§ **Written request**
Locate the line that contains "Locate the background" in the entries below. Retype it and all following lines through the final one, character for character.

───── Given data

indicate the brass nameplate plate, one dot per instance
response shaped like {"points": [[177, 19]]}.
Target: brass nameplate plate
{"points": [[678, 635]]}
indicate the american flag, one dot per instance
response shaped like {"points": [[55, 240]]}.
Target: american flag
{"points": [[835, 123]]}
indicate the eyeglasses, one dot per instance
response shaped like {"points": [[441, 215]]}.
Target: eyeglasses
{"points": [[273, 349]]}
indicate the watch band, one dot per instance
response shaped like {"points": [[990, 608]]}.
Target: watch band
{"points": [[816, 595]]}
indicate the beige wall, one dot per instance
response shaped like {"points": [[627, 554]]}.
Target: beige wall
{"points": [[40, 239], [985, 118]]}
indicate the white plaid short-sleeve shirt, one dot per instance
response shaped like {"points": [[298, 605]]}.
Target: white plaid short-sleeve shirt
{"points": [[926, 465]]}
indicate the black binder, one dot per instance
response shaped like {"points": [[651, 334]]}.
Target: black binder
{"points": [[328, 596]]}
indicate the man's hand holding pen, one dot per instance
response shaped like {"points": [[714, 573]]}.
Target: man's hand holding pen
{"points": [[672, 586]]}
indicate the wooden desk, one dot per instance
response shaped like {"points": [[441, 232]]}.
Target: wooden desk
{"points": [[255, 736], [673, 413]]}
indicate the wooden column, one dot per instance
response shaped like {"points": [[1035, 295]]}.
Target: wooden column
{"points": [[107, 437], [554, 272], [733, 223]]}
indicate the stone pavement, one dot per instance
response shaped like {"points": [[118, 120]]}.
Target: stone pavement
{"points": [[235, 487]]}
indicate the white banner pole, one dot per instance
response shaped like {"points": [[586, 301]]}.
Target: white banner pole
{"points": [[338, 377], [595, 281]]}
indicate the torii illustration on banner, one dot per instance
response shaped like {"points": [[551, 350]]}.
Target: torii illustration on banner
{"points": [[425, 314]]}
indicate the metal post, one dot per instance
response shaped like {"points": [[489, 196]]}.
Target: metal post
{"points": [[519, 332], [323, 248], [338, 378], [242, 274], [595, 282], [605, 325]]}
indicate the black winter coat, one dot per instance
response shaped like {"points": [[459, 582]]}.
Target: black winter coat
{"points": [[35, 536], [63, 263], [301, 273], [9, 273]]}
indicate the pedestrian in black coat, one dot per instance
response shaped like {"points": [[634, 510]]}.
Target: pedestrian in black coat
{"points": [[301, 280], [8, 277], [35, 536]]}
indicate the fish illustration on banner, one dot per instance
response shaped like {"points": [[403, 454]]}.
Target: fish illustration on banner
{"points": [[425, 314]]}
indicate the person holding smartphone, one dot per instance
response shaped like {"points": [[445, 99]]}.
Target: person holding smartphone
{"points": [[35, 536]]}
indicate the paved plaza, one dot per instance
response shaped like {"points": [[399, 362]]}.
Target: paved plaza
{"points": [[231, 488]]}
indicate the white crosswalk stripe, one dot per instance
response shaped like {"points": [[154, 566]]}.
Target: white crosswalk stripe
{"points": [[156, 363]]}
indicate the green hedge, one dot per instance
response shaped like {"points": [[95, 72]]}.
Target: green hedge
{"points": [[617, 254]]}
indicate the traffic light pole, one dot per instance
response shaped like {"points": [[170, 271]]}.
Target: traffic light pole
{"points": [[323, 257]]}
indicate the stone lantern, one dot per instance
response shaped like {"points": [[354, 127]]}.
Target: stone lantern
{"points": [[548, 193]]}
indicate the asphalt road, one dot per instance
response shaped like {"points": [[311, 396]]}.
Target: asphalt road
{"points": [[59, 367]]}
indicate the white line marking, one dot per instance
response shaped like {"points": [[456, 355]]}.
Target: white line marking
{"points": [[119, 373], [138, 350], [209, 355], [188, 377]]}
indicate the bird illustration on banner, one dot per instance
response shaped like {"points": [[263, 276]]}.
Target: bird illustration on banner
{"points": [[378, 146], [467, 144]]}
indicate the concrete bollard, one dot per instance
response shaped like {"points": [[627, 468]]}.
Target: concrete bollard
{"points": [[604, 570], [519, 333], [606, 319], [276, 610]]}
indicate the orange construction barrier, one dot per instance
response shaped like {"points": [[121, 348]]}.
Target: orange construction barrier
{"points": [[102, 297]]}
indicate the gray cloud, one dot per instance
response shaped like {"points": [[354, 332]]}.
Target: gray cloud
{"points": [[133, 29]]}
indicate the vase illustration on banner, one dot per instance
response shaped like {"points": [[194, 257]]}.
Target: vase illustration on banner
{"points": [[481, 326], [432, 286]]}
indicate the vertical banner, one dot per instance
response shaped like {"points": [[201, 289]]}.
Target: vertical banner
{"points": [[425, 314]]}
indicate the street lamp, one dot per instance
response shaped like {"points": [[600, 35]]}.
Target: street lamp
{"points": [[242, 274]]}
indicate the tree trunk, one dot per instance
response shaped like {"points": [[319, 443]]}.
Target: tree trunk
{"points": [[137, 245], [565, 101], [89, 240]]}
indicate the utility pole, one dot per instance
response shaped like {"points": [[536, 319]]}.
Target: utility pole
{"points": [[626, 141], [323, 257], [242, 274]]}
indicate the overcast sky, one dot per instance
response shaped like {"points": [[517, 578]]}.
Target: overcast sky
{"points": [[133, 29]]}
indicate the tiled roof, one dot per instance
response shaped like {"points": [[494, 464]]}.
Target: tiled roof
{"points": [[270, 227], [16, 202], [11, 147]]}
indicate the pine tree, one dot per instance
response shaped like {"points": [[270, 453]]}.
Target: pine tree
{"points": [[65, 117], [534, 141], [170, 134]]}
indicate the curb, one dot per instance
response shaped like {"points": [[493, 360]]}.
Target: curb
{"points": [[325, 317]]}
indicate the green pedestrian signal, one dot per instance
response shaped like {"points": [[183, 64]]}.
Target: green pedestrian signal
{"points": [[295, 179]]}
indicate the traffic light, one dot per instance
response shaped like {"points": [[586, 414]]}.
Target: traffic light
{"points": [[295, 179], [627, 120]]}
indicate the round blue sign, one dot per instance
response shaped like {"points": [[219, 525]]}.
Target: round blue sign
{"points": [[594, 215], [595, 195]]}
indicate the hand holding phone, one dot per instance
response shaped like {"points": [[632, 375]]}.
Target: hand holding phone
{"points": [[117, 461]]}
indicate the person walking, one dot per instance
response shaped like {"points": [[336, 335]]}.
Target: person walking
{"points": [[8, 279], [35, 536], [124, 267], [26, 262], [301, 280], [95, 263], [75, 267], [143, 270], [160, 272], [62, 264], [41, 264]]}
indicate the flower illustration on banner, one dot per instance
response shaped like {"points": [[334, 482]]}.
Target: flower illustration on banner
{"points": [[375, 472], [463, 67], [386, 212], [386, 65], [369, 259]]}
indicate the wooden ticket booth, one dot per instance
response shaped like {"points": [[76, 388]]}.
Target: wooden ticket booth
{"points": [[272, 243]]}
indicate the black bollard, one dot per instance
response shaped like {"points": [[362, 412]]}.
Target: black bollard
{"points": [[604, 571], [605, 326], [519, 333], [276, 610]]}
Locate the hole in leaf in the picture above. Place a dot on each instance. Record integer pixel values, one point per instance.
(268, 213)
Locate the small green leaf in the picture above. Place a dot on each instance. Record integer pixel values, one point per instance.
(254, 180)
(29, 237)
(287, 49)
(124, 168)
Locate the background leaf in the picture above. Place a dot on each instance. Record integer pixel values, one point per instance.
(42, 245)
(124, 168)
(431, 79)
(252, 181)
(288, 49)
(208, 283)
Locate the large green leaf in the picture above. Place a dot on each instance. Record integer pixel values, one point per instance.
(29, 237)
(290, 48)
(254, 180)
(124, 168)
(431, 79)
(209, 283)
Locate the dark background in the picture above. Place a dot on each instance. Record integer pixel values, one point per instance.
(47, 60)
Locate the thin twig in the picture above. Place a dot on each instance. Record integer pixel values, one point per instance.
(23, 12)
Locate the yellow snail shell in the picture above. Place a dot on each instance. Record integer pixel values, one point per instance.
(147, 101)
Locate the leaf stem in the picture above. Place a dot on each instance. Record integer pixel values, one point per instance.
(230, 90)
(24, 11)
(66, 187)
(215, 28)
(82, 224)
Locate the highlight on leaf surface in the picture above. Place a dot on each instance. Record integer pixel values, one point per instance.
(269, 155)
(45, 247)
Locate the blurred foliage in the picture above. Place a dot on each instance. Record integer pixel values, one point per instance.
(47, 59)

──────────

§ **Solution for this exercise**
Locate the background leaf in the picture above. Place a dot on each instance. Record integer pixel values, one point per instance.
(42, 245)
(124, 168)
(431, 79)
(252, 181)
(288, 49)
(208, 283)
Locate the large green leaf in the picture above. Place a dot on each instance. Record integer pixel values, one point per instance.
(29, 237)
(290, 48)
(254, 180)
(124, 168)
(431, 79)
(209, 283)
Locate the dark background in the picture above. Place a dot on each instance. Record integer pixel values, one point per instance.
(47, 60)
Locate the thin twig in the picture above. Place a dot on each instance. Record integer pixel values, one point per instance.
(23, 12)
Locate the yellow snail shell in the picture above. Place a dot on each instance. Record integer pixel values, one point per instance.
(147, 101)
Locate the leaf stem in the picture above. Place a dot on each instance. Record integer pixel values, one point per instance.
(230, 90)
(24, 11)
(66, 187)
(215, 28)
(82, 224)
Locate the highlight on leaf surface in the picture above. Place a dot on each instance. Record integer pixel values, one point per instance.
(269, 155)
(45, 247)
Locate the blurred foliage in the picture above. Place a dot on each instance. Record integer pixel values, one point per instance.
(47, 59)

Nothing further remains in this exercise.